= Quoted text =

* * *

In total, Italy’s Mediterranean coast hosts some 50 companies that in one way or another service the superyacht market through repairs, maintenance or refits. This means that any cruising superyacht does not have to travel far to find an answer to its needs. 

In March 2020, Viareggio will once again play host to YARE, the international business event dedicated to refit and aftersales in the superyacht industry. The event has steadily grown in popularity, with 13 yacht-builders and around 700 companies from the five industry sub-sectors (shipyards, refit, suppliers, ground and marine services) expected to attend next year’s 10th anniversary event.


Malta’s strategic location in the centre of the Med and its long shipbuilding and repair history make it an important hub for superyacht repair and refit.

The main player is Palumbo Malta Superyachts Ltd, which operates a yard providing two dry docks of 164m and 144m with a full range of skills and services. The smaller of the docks has a retractable cover and the yard’s provision for crew has been enhanced with new accommodation and sports facilities. 

Other key players in Malta are the Melita Marine Group and the Manoel Island Yacht Yard. Melita offers facilities including floating docks for superyachts up to 100m or more. It offers a full range of services and crew facilities. The Manoel Island Yacht Yard can cope with superyachts up to 50m and provides a full skill set and crew facilities. The Bezzina Shipyard also handles superyachts up to 50m.

Eastern Mediterranean


The main refit yard in Croatia is NCP Repair Shipyard at Sibenik, where facilities include a 75m drydock, lifts up to 1,500 tonnes, and a 70m shed. In 2017, NCP had a change of ownership with the Swiss Maritime Investment Co becoming the majority owner. In addition to superyachts, which is a major part of NCP’s workload, it also handles commercial and naval vessels. The Swiss company is understood to have shareholders from Denmark and the US, as well as Switzerland. 

With the country’s strong yacht charter market, Croatia hosts a number of other refit companies which include Avangard Shipyards and Istria Yachting d.o.o. in Pula, Brodogradiliste Cres in Cres, Brodogradiliste Punat Shipyard in Punat, and Servisni Centar Trogir (SCT) in Trogir. These latter yards offer a range of facilities including dry docks, shed and lifts for handling superyachts up to a maximum of 160m. 


With its long maritime heritage, of which yachts have been an integral part, Greece is working to expand both its superyacht   new-build and refit activities. 

One possible addition to the country’s established core of shipyards was a plan by the Chinese group Cosco, which runs Piraeus port. Under its expansion plans for the port, a new shipyard facility with a large synchrolift was being planned with superyachts as a key focus for the new facility. However, this project is now in doubt after concerns from Greece’s archaeological authorities were raised about the planned site for the yard.

Greece boasts about half a dozen shipyards actively engaged in superyacht repairs and refits. These include Atlas Shipyards in Piraeus, Halkitis Shipyard at Perama, Spanopoulos Shipyard in Piraeus, Privatsea Marine Services at Elefsis, and Neorion Shipyards on the island of Syros. All of these yards are able to handle superyachts in the 100m-160m range and undertake superyacht work alongside commercial and sometimes naval contracts.

* * *

= Data section =
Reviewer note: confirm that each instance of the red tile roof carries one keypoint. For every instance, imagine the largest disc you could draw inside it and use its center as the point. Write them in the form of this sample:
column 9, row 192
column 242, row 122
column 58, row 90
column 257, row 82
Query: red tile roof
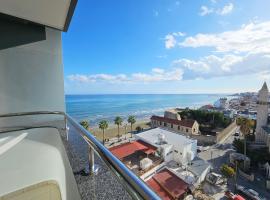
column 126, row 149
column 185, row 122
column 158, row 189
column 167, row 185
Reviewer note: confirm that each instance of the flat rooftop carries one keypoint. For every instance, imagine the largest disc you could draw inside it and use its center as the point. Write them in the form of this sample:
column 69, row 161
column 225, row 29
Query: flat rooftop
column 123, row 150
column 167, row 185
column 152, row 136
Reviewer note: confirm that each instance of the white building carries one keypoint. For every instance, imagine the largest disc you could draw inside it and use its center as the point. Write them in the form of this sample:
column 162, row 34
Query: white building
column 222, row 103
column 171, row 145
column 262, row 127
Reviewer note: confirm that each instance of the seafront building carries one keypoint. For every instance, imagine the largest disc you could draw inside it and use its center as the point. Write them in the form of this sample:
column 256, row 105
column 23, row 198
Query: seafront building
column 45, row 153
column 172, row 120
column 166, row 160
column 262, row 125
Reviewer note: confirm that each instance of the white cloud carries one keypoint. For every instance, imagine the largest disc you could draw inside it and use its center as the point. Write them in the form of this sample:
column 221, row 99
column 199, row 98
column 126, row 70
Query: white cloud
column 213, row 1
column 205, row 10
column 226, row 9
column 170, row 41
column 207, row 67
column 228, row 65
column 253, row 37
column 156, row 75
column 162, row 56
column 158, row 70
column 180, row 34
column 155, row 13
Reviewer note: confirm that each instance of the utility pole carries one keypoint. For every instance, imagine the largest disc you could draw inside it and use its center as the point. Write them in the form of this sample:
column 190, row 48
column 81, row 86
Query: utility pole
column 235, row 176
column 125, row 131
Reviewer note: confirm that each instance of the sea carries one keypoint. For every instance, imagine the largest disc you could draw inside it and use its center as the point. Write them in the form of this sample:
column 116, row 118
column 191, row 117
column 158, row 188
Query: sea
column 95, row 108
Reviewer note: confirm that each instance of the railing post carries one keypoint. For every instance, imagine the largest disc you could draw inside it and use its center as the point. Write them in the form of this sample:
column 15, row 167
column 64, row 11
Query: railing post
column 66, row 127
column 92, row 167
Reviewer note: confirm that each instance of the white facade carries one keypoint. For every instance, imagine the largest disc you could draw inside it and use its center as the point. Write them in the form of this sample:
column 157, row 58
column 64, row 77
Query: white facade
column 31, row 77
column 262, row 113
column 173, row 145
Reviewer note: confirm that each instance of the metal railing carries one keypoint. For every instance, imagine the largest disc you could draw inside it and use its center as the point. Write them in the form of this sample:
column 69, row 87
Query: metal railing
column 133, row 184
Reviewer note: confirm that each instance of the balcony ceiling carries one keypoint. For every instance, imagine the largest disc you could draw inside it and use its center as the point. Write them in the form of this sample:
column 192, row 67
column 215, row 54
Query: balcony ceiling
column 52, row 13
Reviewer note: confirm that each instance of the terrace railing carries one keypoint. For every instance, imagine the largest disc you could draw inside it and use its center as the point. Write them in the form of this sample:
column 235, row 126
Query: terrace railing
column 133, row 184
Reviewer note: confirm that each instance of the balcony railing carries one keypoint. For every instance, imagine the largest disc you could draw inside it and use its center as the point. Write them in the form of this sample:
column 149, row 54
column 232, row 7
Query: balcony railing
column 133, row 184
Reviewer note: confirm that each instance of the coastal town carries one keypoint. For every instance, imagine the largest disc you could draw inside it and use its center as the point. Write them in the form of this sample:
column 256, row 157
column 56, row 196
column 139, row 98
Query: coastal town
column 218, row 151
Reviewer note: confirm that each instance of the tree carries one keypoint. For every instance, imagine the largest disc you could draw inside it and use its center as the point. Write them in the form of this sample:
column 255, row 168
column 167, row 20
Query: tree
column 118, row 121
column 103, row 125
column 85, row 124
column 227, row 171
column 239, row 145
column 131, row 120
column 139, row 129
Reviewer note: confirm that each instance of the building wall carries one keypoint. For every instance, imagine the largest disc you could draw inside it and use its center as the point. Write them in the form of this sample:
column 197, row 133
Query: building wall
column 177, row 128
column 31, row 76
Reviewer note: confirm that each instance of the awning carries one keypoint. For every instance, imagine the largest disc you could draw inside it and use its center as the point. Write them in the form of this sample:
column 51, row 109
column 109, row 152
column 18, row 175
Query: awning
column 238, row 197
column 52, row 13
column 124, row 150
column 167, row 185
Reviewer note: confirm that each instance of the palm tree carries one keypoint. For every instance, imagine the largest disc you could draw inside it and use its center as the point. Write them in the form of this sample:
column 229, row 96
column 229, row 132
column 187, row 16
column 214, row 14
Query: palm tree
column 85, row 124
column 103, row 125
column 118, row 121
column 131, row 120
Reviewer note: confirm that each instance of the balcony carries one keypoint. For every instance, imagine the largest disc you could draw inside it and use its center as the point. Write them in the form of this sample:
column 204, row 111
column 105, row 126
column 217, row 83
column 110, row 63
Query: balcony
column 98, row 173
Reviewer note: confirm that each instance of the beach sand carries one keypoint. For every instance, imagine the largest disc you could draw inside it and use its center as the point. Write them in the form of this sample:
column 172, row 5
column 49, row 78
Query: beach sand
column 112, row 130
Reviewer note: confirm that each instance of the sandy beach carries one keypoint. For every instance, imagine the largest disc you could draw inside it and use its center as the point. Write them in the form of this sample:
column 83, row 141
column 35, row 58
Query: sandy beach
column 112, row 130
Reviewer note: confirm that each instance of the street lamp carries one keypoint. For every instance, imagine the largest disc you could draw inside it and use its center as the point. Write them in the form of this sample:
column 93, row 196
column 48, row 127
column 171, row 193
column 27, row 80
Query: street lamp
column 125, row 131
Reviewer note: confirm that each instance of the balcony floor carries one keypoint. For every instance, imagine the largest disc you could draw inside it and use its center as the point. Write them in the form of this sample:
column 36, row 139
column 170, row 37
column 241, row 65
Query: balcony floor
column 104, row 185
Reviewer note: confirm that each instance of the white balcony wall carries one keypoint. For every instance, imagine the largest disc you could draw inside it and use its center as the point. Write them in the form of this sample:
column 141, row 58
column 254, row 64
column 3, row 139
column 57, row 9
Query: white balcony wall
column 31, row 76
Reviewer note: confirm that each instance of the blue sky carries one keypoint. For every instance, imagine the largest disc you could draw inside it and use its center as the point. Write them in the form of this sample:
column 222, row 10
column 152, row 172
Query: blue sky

* * *

= Task =
Carry on the passage about superyacht refit yards in the Mediterranean, starting right after its last sentence.

= Expected answer =
Italy  |  Adriatic coast

Italy’s Adriatic coast is home to several refit businesses. Ancona, which hosts such builders as Ferretti Group’s Superyacht Shipyard and Palumbo Yachts working with the ISA and Columbus brands, is also a centre of refit work. Through its CRN brand, the Ferretti Group provides a full refit service in Ancona where it aims to handle two or more projects a year. Palumbo is open to refit work, although this is mainly done at its yards in Malta and Savona. 

A relative newcomer to Italy’s Adriatic coast refit businesses is Pesaro-based Cantiere Rossini, which is now completed after three years’ work and a total investment of €25m. The new yard is designed to handle superyachts of up to 55m (180ft) and offers a comprehensive range of facilities which include a 560-tonne travel lift manufactured by Cimolai Technology, 15,000m2 of hard standing, and a private marina with 12 berths for yachts of up to 55m. There will also be a range of crew facilities.

Other companies performing refit and repair work on Italy’s Adriatic coast include Cantiere Navale Raineri Srl in Bari, Cantieri Navali San Rocco in Trieste, Cantieri Navali Chioggia in  Chioggia, Dominator in Fano, and Rimini Service Srl and Timone Yachts in Trieste and Senigallia.


In Montenegro, a new yacht repair and refit facility is set to become operational in Q1, 2020. Located at Bijela, just across Boka Bay from the Porto Montenegro marina, this former commercial repair yard is being redeveloped into a dedicated superyacht facility through a 50:50 partnership by Adriatic Marinas, the owner of Porto Montenegro, and the Dutch Damen Shipyards Group which owns Amels. This is a €20m project and the cost of cleaning up the former commercial shipyard was funded by the Montenegrin government. Recruitment of an anticipated eventual workforce of 450 has recently commenced. 

The new yard, which will operate under a long-term concession from the government, will offer facilities for superyachts up to 100m or more, including a drydock. There will be space to work on more than a dozen yachts at one time and within five years the management foresees it handling around 100 superyachts a year. The new facility will be called Montenegro Yacht Service (MYS).


As one of the world’s leading superyacht-building nations and a major shipbuilding country, it is not surprising that Turkey is also a leader in the superyacht refit and repair area. Istanbul, Antalya and Bodrum are key centres for this activity. 

Turkish yacht-builders participating in this type of work are Turquoise Yachts, Barka Shipyard Dunya Yachts, the Ned Ship Group, Perini Navi, RMK Marine and Sarp Yachts. A full refit service is offered by these companies catering for all sizes of superyachts from 30m to over 100m. 

Middle East

With the Middle East being a rising yachting destination, especially the UAE with Dubai and Abu Dhabi, the demand for repairs and refits is increasing. Dubai, with its Al Jaddaf and Dubai Maritime City facilities, hosts a number of companies providing refit and repair services for larger yachts and superyachts.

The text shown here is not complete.